Text section:
________________________________________

At the same time Islamic and other ethnic religions are taught in our schools as well as the alphabet in Punjabi.
VINCE DAY Crawley, W Sussex [4]
A perfect example of how media myths distort public perception and understanding (if, that is, the letter wasn’t a plant written by the newspaper’s own writers).
Back to the locals and this time The Chronicle in Chester provided this rant about ‘diversity’ and ‘political correctness’ by Bob Clough Parker who claims that:
This kind of attitude is all at one with towns that have ‘Winterval’ celebrations, businesses that ban Christmas trees, shopping centres that say No to a Salvation Army Band and schools that decide not to have a Nativity play. [5]
But one of my favourite ever references to the Winterval myth comes courtesy of James ‘I am quite possibly always wrong about everything’ Delingpole who attacked the rather intelligent comedian Stewart Lee over Lee’s comments about political correctness:
According to Lee, PC just “allows the Right [...] to make people on the Left, who are concerned about the way people are represented, look like killjoys”. Which doesn’t say much for Lee’s powers as an observational comic.

________________________________________

Source data:

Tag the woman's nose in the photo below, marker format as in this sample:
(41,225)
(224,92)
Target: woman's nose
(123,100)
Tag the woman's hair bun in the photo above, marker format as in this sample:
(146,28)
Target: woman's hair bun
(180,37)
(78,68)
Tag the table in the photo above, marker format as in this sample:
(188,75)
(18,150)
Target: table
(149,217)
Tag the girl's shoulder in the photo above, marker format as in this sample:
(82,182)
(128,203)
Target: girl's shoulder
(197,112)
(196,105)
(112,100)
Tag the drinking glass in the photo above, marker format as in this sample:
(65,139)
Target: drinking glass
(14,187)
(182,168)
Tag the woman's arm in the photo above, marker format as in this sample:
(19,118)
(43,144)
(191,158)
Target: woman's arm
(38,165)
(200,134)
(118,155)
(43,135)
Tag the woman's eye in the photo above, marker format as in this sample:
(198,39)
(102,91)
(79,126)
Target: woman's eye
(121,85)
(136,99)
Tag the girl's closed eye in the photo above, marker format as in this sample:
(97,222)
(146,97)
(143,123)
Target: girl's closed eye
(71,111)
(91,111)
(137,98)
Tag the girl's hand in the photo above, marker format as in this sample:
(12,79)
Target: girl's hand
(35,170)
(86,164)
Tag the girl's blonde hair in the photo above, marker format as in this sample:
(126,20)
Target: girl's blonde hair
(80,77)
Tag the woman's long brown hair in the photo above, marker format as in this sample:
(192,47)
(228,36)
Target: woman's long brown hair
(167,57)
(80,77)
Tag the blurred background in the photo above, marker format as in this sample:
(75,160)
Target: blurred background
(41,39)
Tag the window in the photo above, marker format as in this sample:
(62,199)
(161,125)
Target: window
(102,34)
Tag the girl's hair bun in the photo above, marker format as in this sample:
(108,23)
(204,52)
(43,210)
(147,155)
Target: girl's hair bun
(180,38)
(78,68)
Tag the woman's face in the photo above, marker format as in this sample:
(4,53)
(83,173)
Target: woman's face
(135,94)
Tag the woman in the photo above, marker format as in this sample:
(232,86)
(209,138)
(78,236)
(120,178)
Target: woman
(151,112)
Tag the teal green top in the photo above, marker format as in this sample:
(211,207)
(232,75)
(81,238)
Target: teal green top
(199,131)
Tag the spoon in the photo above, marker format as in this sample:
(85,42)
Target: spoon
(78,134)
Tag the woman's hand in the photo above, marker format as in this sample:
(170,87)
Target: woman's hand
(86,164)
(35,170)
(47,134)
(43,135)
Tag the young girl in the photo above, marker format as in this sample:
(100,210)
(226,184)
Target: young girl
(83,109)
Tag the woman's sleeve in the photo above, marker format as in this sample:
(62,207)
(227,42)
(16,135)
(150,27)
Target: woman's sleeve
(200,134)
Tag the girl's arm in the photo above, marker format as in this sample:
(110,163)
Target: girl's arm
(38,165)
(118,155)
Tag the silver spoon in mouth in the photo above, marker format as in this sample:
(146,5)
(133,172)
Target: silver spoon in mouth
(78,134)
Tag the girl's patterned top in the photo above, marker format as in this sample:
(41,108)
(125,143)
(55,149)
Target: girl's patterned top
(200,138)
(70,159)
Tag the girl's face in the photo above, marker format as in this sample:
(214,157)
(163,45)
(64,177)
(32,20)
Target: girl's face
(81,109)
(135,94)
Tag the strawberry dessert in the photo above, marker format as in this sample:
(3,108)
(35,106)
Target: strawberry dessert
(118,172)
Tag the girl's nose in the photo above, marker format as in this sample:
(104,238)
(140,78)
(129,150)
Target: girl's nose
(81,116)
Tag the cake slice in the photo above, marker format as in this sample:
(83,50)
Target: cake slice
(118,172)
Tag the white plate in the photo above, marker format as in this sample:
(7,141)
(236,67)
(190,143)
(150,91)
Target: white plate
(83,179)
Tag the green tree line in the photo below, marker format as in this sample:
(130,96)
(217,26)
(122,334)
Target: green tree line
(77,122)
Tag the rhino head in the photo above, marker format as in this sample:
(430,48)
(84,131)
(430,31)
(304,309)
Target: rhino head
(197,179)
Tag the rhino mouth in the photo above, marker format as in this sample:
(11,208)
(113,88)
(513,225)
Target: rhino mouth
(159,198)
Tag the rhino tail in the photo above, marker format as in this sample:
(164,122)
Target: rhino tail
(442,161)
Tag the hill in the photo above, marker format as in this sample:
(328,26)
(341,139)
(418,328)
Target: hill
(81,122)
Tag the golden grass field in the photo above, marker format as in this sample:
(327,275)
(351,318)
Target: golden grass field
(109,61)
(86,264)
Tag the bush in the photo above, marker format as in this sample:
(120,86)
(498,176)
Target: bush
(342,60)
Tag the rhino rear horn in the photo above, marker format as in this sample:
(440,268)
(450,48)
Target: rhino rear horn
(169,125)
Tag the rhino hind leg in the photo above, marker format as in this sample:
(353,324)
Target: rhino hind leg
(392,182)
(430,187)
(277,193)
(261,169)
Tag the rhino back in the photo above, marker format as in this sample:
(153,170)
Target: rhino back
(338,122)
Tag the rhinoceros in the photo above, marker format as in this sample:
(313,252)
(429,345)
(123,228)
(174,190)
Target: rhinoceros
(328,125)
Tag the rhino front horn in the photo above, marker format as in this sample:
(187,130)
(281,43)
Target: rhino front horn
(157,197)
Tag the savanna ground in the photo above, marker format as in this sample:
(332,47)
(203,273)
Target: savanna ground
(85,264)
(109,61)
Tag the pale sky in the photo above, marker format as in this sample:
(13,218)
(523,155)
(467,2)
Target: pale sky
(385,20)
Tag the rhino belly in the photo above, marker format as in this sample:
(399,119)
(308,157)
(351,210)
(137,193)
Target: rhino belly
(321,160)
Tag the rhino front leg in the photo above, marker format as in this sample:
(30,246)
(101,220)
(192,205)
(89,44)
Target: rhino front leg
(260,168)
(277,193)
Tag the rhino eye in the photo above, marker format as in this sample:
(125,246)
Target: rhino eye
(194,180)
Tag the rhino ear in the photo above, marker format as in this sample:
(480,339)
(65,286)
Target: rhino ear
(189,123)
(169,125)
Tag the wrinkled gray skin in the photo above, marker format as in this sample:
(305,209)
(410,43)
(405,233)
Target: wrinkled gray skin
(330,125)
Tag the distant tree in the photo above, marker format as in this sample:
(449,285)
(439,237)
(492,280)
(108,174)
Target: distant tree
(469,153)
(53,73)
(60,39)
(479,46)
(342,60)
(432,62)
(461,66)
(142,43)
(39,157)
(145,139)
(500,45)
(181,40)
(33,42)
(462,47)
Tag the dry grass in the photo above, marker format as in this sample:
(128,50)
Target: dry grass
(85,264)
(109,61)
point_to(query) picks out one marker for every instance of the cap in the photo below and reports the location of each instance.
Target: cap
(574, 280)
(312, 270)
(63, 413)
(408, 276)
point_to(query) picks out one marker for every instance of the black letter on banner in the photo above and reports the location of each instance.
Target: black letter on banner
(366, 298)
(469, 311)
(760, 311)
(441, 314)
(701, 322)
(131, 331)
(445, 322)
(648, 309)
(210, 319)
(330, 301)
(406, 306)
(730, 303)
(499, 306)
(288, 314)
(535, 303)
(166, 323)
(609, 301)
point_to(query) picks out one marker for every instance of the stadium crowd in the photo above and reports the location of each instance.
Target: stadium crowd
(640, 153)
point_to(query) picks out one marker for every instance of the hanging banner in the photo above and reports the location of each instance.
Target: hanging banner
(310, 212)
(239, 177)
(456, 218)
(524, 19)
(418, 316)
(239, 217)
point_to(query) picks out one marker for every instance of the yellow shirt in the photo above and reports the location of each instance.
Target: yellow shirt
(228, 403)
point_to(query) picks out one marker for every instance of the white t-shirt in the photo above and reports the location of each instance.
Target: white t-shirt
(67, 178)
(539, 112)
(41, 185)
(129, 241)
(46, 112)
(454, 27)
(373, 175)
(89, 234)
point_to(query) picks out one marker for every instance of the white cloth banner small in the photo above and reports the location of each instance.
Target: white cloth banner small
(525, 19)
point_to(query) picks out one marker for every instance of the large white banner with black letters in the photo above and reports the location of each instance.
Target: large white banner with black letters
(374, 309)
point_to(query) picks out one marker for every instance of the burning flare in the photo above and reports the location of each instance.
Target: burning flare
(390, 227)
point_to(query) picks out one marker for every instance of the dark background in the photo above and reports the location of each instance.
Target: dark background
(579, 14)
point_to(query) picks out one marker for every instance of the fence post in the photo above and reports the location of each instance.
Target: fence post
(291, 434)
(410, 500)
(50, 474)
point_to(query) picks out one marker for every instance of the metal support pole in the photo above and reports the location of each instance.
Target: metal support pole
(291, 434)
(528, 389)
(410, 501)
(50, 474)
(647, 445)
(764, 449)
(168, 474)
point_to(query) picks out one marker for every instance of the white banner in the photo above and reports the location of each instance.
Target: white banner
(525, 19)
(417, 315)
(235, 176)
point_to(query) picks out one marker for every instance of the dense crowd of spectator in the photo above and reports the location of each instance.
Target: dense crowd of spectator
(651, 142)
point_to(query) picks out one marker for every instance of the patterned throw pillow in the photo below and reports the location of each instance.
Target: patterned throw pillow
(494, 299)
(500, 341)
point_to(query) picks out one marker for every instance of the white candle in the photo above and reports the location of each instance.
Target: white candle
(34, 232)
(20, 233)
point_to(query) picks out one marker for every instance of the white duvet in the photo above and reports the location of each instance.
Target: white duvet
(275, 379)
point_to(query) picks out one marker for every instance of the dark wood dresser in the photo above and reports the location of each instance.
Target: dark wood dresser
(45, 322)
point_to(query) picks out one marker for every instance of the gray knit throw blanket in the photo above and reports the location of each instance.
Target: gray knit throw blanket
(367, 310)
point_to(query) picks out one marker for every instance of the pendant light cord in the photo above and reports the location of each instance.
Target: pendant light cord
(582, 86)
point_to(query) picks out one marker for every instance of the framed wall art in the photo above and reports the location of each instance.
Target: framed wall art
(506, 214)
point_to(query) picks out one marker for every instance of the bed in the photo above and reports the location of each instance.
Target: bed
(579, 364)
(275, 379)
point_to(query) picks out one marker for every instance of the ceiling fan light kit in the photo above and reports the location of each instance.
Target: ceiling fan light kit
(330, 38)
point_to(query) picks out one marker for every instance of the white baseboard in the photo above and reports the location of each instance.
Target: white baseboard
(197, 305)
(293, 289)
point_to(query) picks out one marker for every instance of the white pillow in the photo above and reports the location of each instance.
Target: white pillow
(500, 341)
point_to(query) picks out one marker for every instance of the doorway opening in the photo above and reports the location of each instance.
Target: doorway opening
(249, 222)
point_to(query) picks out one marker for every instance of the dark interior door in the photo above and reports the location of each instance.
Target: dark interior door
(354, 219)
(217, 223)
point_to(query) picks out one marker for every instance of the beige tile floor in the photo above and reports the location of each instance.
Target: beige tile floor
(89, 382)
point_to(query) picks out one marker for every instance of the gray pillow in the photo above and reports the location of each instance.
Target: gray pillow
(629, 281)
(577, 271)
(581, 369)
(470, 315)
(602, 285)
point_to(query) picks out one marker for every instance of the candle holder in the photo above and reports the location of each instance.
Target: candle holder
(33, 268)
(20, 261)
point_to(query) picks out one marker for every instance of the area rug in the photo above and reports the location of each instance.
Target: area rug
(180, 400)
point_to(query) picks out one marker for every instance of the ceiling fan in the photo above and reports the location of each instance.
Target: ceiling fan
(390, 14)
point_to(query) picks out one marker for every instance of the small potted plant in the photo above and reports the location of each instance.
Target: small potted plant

________________________________________

Assigned task 1:
Rewrite everything from "VINCE DAY Crawley, W" down to "newspaper’s own writers)." in the passage on the Winterval myth, substituting "opinion" for "perception".
Assigned task 2:
Answer from the passage on the Winterval myth:
(a) Which newspaper in Chester printed the rant by Bob Clough Parker?
(b) Which comedian did James Delingpole attack?
(c) What do the shopping centres mentioned in the quoted rant say No to?

Reply 1:
VINCE DAY Crawley, W Sussex [4]
A perfect example of how media myths distort public opinion and understanding (if, that is, the letter wasn’t a plant written by the newspaper’s own writers).

Reply 2:
(a) The Chronicle
(b) Stewart Lee
(c) A Salvation Army Band